#### [Fragmento para leer]

--- --- ---

Hollywood, que tan solo unos años antes se había levantado de sus butacas en la ceremonia de los Óscar para aplaudir su galardón a Mejor Director por El pianista, estaba dispuesto a defender al que consideraban uno de los suyos, independientemente de los delitos cometidos.

Ese sentimiento de defensa del genio se desvaneció con la llegada del movimiento #MeToo, con la caída en desgracia de algunos de sus defensores (tiene cierto sentido que Weinstein fuese su seguidor más férreo) y la llegada de un momento en el que los testimonios de las víctimas por fin empezaban a ser escuchados. Y tenidos en cuenta. La Academia norteamericana lo expulsó de entre sus miembros, y su nombre se convirtió en tabú. Algunos, como Kate Winslet, renegaron de sus propias palabras. Lo demás fue silencio.

Con esta historia, el momento que se ha vivido en la clausura de la 76ª edición del Festival de Venecia es muy significativo. J’accuse (El oficial y el espía), la nueva película del cineasta, ha ganado el Gran Premio del Jurado y el premio de la crítica internacional (Fipresci). Gestos que hablan por sí solos: Polanski vuelve a tener el perdón de la industria. Si es que alguna vez lo perdió realmente, o simplemente prefirieron no decirlo demasiado alto mientras las aguas reivindicativas estaban revueltas.

--- --- ---

#### [Material]

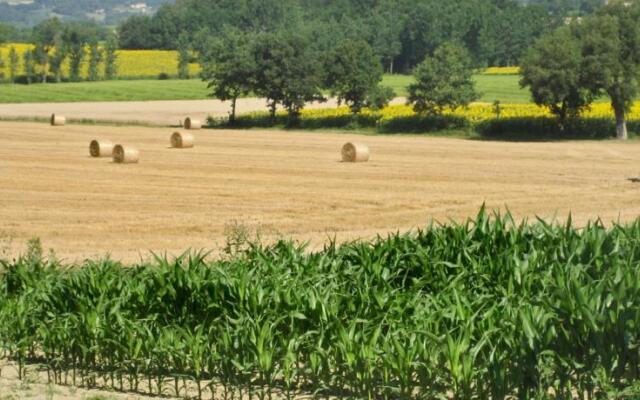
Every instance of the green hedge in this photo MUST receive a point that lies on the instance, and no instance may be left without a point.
(545, 128)
(412, 124)
(516, 128)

--- --- ---

#### [Instrucción escrita]
Copia el pasaje del fragmento sobre Polanski comprendido entre "Hollywood, que tan" y "demás fue silencio.", ambos incluidos, y sustituye "butacas" por "asientos".

#### [Resultado de la tarea]
Hollywood, que tan solo unos años antes se había levantado de sus asientos en la ceremonia de los Óscar para aplaudir su galardón a Mejor Director por El pianista, estaba dispuesto a defender al que consideraban uno de los suyos, independientemente de los delitos cometidos.

Ese sentimiento de defensa del genio se desvaneció con la llegada del movimiento #MeToo, con la caída en desgracia de algunos de sus defensores (tiene cierto sentido que Weinstein fuese su seguidor más férreo) y la llegada de un momento en el que los testimonios de las víctimas por fin empezaban a ser escuchados. Y tenidos en cuenta. La Academia norteamericana lo expulsó de entre sus miembros, y su nombre se convirtió en tabú. Algunos, como Kate Winslet, renegaron de sus propias palabras. Lo demás fue silencio.